-- start of Input rows --

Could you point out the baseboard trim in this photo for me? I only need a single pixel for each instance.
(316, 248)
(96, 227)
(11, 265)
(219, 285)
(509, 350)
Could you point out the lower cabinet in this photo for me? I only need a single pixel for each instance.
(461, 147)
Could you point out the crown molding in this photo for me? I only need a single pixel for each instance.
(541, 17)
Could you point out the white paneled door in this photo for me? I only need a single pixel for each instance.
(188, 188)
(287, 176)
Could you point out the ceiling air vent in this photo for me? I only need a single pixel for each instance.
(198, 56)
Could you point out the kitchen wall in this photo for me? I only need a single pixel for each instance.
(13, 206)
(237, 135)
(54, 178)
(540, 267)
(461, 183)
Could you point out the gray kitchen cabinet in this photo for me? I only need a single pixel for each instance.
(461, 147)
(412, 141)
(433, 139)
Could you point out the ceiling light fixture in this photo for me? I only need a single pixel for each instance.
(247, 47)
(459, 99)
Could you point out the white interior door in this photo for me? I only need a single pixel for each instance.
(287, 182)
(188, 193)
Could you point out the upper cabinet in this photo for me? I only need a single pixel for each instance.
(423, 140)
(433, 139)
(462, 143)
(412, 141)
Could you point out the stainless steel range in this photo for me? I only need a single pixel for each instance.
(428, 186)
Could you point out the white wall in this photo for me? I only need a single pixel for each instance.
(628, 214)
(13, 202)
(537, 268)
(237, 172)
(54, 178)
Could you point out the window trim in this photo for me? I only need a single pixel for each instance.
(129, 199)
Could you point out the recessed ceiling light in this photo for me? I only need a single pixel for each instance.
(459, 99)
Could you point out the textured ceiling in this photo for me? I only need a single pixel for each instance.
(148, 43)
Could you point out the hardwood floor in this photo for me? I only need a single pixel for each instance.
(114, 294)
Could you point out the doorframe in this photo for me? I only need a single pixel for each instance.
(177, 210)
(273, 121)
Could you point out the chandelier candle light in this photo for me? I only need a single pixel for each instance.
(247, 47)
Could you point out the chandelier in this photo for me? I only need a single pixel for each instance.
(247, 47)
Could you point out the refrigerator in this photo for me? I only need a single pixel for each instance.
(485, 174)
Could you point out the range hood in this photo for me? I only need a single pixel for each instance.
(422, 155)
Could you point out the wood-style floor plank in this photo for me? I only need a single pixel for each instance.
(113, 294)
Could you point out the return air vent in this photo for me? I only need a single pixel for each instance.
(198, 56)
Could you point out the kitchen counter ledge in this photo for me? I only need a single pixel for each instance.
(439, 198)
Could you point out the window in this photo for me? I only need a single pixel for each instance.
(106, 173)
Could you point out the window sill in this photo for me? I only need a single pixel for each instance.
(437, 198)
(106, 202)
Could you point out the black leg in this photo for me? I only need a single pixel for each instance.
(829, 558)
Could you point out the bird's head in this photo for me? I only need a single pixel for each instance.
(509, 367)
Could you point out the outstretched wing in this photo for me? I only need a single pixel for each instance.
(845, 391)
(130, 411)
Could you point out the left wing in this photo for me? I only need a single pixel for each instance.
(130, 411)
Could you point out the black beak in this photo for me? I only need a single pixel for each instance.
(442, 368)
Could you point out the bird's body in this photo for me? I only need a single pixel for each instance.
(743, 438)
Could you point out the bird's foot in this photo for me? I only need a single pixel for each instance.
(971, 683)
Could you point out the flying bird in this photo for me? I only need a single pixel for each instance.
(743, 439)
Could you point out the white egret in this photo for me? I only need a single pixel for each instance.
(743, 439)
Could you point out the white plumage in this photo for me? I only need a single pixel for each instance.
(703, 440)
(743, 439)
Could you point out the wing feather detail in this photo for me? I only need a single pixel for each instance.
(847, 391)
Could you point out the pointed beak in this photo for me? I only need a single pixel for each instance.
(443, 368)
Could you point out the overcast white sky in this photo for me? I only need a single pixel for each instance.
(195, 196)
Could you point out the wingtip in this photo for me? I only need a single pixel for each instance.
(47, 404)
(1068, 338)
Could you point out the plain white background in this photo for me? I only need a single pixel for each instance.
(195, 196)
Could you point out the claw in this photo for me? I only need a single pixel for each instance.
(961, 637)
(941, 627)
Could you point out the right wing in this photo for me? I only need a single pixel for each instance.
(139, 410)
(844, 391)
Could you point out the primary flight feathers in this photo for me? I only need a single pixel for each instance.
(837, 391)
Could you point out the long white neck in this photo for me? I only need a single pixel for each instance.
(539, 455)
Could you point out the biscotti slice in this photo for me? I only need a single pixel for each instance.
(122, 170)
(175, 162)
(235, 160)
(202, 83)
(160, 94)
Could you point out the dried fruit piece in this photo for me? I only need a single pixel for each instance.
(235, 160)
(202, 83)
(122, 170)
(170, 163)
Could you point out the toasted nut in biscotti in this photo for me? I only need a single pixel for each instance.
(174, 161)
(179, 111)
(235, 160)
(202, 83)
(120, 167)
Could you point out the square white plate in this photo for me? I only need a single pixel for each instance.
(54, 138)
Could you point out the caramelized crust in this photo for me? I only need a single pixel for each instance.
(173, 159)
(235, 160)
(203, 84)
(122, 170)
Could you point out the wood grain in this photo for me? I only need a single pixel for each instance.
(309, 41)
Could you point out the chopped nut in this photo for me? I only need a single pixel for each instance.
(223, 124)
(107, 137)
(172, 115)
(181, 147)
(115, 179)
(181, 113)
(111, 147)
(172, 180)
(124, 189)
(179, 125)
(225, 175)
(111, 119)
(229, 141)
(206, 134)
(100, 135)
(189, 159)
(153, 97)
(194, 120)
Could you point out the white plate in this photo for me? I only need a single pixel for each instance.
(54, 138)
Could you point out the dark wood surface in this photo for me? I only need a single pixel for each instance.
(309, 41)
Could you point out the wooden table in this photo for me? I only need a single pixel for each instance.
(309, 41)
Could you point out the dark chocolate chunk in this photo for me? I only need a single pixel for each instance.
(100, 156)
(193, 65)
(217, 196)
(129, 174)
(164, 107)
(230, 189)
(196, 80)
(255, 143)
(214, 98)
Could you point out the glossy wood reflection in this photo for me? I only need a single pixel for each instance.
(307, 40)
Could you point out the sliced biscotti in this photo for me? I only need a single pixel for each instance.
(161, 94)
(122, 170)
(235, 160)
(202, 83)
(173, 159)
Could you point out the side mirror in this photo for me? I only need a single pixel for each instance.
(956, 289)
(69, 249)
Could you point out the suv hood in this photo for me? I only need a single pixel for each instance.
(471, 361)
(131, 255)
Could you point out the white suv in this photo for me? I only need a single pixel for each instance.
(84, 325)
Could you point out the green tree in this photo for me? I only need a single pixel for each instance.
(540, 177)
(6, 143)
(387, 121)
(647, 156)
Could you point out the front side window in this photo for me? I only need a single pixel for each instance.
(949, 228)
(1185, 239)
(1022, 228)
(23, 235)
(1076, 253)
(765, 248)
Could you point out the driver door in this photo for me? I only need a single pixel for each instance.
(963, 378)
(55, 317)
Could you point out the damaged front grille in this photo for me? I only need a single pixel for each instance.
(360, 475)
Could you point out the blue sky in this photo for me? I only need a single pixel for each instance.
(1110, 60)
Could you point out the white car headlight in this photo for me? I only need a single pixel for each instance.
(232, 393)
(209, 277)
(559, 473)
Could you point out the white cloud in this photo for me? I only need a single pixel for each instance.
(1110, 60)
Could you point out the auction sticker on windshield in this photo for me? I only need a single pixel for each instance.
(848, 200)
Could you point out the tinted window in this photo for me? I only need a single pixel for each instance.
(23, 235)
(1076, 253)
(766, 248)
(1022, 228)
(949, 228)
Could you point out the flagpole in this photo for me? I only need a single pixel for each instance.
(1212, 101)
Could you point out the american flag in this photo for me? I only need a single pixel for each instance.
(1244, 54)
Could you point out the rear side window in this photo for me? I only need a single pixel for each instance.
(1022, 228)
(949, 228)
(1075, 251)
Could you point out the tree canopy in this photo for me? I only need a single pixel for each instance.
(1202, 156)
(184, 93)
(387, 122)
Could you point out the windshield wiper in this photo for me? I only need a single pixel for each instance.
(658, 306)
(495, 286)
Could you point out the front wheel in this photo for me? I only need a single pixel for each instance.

-- end of Input rows --

> _Written exercise_:
Reproduce only the lines running from the one that contains "Could you point out the blue" to the last line of the records.

> _Reply to the task_:
Could you point out the blue sky in this photo for me? I only need a single pixel for each instance.
(1110, 60)
Could you point out the white car headlight in this photo for me? I only need a single pixel for each instance.
(232, 393)
(209, 277)
(559, 473)
Could you point out the white cloud in this photo for me? I only need a single pixel for each instance.
(1110, 60)
Could you point out the auction sticker on windshield in this photo for me? I only need a single pixel for each instance.
(848, 200)
Could you point out the tinted window in this photo for me? I only need a single pixel for each instance.
(23, 235)
(1076, 253)
(766, 248)
(1022, 228)
(949, 228)
Could you point out the flagpole in this photo for me? I only need a single pixel for each instance.
(1212, 101)
Could you point out the american flag in this photo for me? I only need a single pixel for each instance.
(1244, 54)
Could you point out the rear side window in this photo for me? I only need a single pixel for each instance.
(1022, 228)
(949, 228)
(1075, 251)
Could you point out the tree canopy in this photo for me? I only need a single pixel for each instance.
(1202, 156)
(184, 93)
(387, 122)
Could you point out the windshield wiper in this photo for me? I only need a single pixel for each instance.
(658, 306)
(495, 286)
Could you point out the front wheel in this photo for me? I only need a single pixel for each instance.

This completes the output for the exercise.